Copy word for word the lines of the material below, starting at the line that contains "Reviewer note: every instance of the boy" and ending at the line that contains "pixel 1379 125". Include both of those lines.

-------- Supplied records --------

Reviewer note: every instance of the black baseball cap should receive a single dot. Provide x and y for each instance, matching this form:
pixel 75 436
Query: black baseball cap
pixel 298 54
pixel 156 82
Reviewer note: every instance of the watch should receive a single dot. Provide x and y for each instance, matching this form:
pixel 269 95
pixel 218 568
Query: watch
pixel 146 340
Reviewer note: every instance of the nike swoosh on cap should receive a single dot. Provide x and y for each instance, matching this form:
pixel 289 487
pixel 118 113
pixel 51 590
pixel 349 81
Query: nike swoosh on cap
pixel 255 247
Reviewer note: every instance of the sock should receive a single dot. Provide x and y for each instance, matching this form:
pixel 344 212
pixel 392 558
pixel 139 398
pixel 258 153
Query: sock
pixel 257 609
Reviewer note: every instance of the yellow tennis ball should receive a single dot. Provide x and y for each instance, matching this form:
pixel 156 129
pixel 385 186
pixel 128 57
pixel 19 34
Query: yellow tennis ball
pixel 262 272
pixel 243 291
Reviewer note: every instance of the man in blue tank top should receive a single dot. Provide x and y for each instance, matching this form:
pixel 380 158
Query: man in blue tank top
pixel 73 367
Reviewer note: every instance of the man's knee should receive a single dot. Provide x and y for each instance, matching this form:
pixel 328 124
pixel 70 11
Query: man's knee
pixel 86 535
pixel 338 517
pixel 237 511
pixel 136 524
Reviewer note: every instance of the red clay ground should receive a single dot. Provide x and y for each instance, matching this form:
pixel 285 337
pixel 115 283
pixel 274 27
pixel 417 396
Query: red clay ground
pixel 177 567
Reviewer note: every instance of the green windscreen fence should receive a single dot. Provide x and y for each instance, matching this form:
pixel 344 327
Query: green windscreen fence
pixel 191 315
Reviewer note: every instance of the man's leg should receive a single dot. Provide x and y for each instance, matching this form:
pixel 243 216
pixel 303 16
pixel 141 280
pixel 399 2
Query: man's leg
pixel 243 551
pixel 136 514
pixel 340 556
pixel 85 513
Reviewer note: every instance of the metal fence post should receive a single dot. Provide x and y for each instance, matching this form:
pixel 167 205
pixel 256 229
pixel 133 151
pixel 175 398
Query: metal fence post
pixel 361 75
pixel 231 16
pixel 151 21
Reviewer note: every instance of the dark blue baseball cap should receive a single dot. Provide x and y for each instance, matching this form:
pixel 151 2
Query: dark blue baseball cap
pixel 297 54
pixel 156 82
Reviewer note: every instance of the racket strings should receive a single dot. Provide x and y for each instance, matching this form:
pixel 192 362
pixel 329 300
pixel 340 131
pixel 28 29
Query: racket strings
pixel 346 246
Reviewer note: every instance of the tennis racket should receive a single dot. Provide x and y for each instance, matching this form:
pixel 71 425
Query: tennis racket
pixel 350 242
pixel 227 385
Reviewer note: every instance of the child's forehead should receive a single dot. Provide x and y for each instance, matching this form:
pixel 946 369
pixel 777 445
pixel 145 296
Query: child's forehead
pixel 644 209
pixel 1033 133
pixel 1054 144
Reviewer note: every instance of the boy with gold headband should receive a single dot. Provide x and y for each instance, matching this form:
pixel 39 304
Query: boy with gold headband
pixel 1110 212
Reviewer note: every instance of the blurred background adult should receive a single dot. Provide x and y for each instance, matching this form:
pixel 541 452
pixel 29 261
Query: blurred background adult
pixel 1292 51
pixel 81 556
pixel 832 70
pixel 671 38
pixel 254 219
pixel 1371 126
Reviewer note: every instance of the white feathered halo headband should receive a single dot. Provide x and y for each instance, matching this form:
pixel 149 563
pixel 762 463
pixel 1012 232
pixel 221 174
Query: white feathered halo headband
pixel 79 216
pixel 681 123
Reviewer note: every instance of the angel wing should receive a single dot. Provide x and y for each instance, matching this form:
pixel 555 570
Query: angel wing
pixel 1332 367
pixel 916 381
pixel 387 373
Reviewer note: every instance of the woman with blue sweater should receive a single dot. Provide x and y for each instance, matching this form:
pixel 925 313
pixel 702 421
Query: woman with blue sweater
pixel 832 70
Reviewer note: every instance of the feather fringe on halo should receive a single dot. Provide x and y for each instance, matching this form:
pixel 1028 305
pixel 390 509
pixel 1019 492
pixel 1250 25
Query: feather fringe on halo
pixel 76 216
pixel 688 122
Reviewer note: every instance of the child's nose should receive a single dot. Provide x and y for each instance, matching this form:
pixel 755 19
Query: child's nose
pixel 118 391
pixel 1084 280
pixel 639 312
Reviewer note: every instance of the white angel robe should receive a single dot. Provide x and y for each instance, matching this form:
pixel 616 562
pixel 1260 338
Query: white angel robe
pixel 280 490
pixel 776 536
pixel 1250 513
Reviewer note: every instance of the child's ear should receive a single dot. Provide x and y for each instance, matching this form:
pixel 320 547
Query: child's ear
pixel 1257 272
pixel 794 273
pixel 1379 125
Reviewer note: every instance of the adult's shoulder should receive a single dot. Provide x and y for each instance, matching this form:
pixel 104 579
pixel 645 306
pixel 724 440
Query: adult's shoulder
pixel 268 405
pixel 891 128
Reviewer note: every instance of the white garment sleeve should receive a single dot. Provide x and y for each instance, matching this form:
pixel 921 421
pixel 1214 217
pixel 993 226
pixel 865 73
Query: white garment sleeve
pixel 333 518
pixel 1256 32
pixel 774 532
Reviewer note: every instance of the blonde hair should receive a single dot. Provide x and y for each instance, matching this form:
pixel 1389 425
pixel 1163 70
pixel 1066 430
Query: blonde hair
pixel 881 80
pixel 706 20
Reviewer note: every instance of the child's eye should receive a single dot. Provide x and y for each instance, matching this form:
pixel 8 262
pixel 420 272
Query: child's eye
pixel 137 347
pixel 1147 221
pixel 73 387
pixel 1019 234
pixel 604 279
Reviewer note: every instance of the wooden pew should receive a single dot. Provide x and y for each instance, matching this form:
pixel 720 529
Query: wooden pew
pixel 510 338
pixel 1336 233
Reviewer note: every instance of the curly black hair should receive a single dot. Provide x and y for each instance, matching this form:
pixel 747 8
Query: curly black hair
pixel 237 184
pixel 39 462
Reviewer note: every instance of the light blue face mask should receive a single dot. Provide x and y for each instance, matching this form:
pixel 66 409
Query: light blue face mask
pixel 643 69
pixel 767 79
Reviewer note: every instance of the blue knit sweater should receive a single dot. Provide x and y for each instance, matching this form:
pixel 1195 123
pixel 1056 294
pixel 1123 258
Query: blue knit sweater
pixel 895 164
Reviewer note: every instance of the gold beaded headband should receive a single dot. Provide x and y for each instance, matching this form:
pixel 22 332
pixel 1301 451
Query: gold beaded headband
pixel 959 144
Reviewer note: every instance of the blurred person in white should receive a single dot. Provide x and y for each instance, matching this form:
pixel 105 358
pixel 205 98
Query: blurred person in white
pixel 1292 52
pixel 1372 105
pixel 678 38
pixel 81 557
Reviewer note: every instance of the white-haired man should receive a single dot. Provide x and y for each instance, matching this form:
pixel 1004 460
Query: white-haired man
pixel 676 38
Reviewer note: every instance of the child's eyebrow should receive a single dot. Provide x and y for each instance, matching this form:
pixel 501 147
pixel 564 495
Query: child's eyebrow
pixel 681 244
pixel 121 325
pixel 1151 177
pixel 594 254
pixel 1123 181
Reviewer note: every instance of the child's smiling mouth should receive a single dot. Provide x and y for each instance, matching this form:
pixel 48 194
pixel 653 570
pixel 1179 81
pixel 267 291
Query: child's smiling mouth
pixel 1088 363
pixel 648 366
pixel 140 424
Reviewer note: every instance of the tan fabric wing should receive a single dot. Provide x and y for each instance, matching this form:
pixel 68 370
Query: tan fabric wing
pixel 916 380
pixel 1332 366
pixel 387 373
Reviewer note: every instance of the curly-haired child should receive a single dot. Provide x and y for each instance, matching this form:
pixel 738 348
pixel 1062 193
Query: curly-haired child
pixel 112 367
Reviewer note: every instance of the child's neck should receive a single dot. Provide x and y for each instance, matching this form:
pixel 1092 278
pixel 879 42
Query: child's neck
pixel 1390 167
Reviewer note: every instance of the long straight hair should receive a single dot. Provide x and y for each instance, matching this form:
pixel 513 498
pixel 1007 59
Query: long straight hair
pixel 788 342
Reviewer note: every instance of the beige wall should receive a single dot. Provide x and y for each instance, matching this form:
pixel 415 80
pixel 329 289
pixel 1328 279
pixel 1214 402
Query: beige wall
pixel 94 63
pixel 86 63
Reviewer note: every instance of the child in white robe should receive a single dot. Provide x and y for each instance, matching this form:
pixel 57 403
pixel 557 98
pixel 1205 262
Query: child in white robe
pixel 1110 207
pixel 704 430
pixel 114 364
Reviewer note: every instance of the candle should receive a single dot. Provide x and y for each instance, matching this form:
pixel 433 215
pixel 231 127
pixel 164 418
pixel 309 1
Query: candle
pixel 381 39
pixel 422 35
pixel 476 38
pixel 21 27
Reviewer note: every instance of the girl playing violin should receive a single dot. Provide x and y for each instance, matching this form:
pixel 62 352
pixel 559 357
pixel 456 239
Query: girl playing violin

--------

▶ _Exercise result_:
Reviewer note: every instance of the boy with gold headband should receive a single dot. Provide x and y for each instance, matching this form:
pixel 39 304
Query: boy with gold headband
pixel 1110 212
Reviewer note: every instance of the blurred background adult should receive a single dot. Provide x and y for each instance, matching this form:
pixel 541 452
pixel 29 261
Query: blurred background adult
pixel 1292 51
pixel 81 556
pixel 832 70
pixel 671 38
pixel 254 219
pixel 1371 126
Reviewer note: every instance of the white feathered halo headband should receive a single dot. Provide x and y for each instance, matching this form:
pixel 149 563
pixel 762 463
pixel 1012 232
pixel 221 174
Query: white feathered halo headband
pixel 79 216
pixel 681 123
Reviewer note: every instance of the angel wing should receive a single dot. Provide x and y for each instance, matching this form:
pixel 555 570
Query: angel wing
pixel 1332 367
pixel 916 381
pixel 387 373
Reviewer note: every instance of the woman with blue sweater should receive a single dot. Provide x and y for each instance, matching this form:
pixel 925 313
pixel 702 421
Query: woman with blue sweater
pixel 832 70
Reviewer note: every instance of the feather fringe on halo should receive a single dot. Provide x and y for each instance, matching this form:
pixel 1028 305
pixel 390 509
pixel 1019 492
pixel 1250 25
Query: feather fringe on halo
pixel 76 216
pixel 688 122
Reviewer note: every instance of the child's nose should receive a single dot. Provide x and y for each instance, matching this form:
pixel 755 19
Query: child's nose
pixel 118 391
pixel 1084 280
pixel 639 312
Reviewer note: every instance of the white angel robe should receive a single dot. Provide x and y for each instance, matching this form:
pixel 616 562
pixel 1260 338
Query: white angel robe
pixel 280 490
pixel 776 536
pixel 1250 513
Reviewer note: every instance of the child's ear should receive a single dot. Provide x and y for each instance, matching this form:
pixel 320 547
Query: child's ear
pixel 1257 272
pixel 794 273
pixel 1379 125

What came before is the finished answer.